• _Page excerpt_:
1. A method for speech separation, comprising:
acquiring at least one speech from at least one user by at least one microphone and storing the at least one speech as a speech signal in a sound recording module;
extracting the speech signal from the sound recording module and processing the extracted speech signal through a sliding window; and
transmitting the processed speech signal to a Degenerate Unmixing Estimation Technique (DUET) module for speech separation.
2. The method of claim 1, wherein processing the extracted speech signal through the sliding window comprising:
traversing the extracted speech signal to determine a maximum amplitude of the speech signal; and
determining a starting position of the sliding window, the starting position of the sliding window is a position where an amplitude of the speech signal exceeds a predetermined proportion of the maximum amplitude for a first time from a beginning of the speech signal.
3. (canceled)
4. (canceled)
5. (canceled)
6. (canceled)
7. (canceled)
8. (canceled)
9. (canceled)
10. The method of claim 2, wherein processing the extracted speech signal through the sliding window further comprises:
determining an ending position of the sliding window, the ending position of the sliding window is a position where the amplitude of the speech signal exceeds a predetermined proportion of the maximum amplitude for the first time from the ending of the speech signal back to the beginning of the speech signal; and
selecting a segment of the speech signal between the start position of the sliding window and the ending position of the sliding window as the processed speech signal for speech separation.
11. The method according to claim 10, wherein the predetermined proportion is greater than or equal to ¼ and less than or equal to ½.

• _Task 1_: Scale the records starting at the line that contains "Please mark the black costume" and ending at the last line of the records, reproducing every line with the requests included and multiplying each point coordinate in the answers by 1.65, rounded to whole numbers with halves rounded up. Leave the pictures out of your answer.
The text and the records were drawn from unrelated sources.

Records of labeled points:
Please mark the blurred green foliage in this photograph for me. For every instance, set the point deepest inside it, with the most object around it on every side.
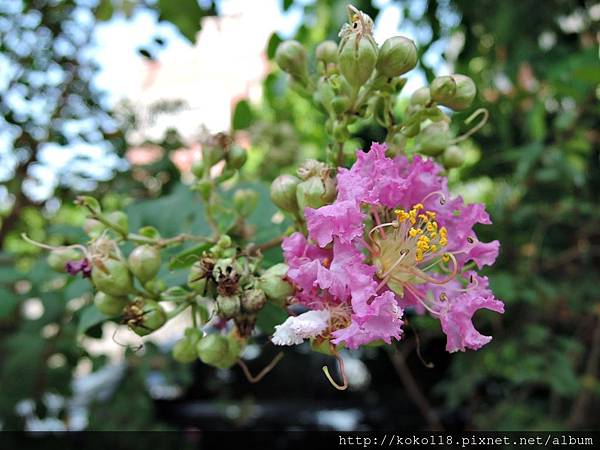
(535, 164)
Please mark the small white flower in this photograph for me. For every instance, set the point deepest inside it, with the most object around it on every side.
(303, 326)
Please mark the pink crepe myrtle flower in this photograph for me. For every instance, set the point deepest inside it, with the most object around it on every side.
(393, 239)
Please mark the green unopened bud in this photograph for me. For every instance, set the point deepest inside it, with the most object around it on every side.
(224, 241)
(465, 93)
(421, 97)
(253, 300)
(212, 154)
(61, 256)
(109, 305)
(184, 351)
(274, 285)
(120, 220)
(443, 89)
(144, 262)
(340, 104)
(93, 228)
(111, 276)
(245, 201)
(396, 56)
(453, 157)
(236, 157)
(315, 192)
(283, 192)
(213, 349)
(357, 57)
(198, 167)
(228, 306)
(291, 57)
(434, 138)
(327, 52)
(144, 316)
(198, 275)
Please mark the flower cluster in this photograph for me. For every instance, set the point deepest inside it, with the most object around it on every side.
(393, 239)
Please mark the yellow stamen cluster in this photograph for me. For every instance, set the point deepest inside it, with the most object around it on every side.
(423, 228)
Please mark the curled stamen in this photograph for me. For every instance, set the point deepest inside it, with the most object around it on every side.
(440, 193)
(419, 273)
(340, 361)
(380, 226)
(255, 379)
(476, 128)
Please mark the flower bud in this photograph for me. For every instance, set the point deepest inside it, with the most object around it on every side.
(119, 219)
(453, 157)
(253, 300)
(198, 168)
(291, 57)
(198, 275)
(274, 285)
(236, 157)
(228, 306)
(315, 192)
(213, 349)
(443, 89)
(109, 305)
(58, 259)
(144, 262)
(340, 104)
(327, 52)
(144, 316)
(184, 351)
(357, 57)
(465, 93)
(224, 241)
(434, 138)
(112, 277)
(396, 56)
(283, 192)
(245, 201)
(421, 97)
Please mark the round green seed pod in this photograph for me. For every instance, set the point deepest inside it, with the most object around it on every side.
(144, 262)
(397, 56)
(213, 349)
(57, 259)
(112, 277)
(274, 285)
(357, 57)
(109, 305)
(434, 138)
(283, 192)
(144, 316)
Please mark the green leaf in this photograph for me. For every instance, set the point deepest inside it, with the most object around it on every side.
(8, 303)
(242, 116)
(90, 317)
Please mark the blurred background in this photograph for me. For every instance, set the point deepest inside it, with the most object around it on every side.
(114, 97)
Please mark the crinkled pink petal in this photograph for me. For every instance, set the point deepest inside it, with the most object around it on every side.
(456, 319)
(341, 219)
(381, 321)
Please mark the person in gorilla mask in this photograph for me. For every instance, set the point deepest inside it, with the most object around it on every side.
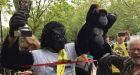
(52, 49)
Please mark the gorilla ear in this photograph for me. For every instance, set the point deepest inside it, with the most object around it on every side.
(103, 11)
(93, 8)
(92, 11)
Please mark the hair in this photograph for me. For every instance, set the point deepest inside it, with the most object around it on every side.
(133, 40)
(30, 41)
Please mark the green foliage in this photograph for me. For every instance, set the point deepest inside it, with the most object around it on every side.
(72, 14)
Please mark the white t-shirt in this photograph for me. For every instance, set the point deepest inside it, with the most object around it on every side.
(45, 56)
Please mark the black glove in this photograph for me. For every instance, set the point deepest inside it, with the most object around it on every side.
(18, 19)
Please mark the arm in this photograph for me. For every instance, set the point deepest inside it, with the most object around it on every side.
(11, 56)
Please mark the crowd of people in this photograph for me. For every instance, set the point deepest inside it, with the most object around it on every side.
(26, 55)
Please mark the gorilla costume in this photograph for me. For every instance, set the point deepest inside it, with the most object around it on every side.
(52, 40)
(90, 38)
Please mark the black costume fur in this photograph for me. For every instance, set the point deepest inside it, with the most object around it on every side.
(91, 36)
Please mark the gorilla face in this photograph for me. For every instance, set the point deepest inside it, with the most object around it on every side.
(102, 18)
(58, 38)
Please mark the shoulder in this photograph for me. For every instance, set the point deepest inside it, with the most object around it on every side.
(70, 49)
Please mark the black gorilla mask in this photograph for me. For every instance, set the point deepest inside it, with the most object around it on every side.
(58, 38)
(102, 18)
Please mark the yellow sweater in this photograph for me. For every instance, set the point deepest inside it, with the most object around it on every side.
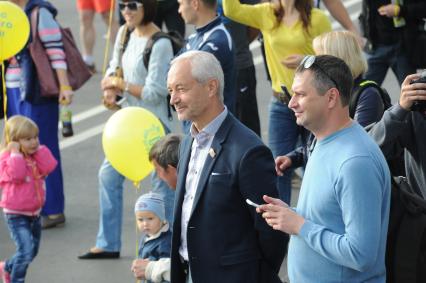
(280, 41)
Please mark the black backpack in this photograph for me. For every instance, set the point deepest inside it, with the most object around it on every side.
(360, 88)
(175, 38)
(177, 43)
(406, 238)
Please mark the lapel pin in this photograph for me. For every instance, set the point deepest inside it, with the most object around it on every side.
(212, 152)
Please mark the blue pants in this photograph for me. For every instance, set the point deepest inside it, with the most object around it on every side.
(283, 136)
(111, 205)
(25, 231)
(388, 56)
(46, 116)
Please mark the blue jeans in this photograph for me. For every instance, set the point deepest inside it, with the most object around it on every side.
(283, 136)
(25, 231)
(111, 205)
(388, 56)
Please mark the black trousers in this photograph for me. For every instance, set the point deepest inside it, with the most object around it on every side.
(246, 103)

• _Task 2_: State whether each statement agrees with the patent claims, answering yes or no and quoting the deciding words: (a) The starting position of the sliding window is where the amplitude first exceeds a predetermined proportion of the maximum amplitude, counted from the beginning of the speech signal. (b) The predetermined proportion may be as large as three quarters. (c) The processed speech signal is transmitted to a DUET module for speech separation.

• _Full response 1_:
Please mark the black costume fur in this photograph for me. For every instance, set the point deepest inside it, with the most object around it on every side.
(150, 59)
Please mark the gorilla face in this photograph for me. For every instance, set the point deepest inside it, with the most object around it on every side.
(168, 30)
(96, 63)
Please mark the shoulder in this photograph for me. For every instance, set the point deepest inside it, with the most object around it on every side.
(116, 81)
Please mark the black gorilla mask in this photograph for me. For every instance, set the point deepest inside it, with the most object around it on every side.
(96, 63)
(168, 30)
Please mark the yellow sweater in this photograph for me. For every instance, set the point deepest inside it, with the most object around it on every side.
(462, 68)
Please mark the black backpack in this photograph for me. For every instance, set the point deepest inside it, with the most object around it on every side.
(594, 145)
(289, 63)
(292, 71)
(670, 393)
Please mark the lapel pin in this photograph for me. For every instance, set the point deepest inside it, with the most object around it on every side.
(350, 251)
Please mark the blue pants in this photograph for me. For every instance, set the point deepest inside it, with the most object around it on every side.
(467, 224)
(183, 338)
(41, 381)
(640, 92)
(76, 191)
Please mark the blue jeans in this photograph for me. For every instance, set the point deepest inside it, with the most object around it on every side.
(467, 224)
(41, 381)
(183, 338)
(640, 92)
Please mark the black trousers in this photograph for me. For every instance, set the point deepest inside it, with the most object around it on every side.
(406, 170)

• _Full response 2_:
(a) Yes: "the starting position of the sliding window is a position where an amplitude of the speech signal exceeds a predetermined proportion of the maximum amplitude for a first time from a beginning of the speech signal"
(b) No: "the predetermined proportion is greater than or equal to ¼ and less than or equal to ½"
(c) Yes: "transmitting the processed speech signal to a Degenerate Unmixing Estimation Technique (DUET) module for speech separation"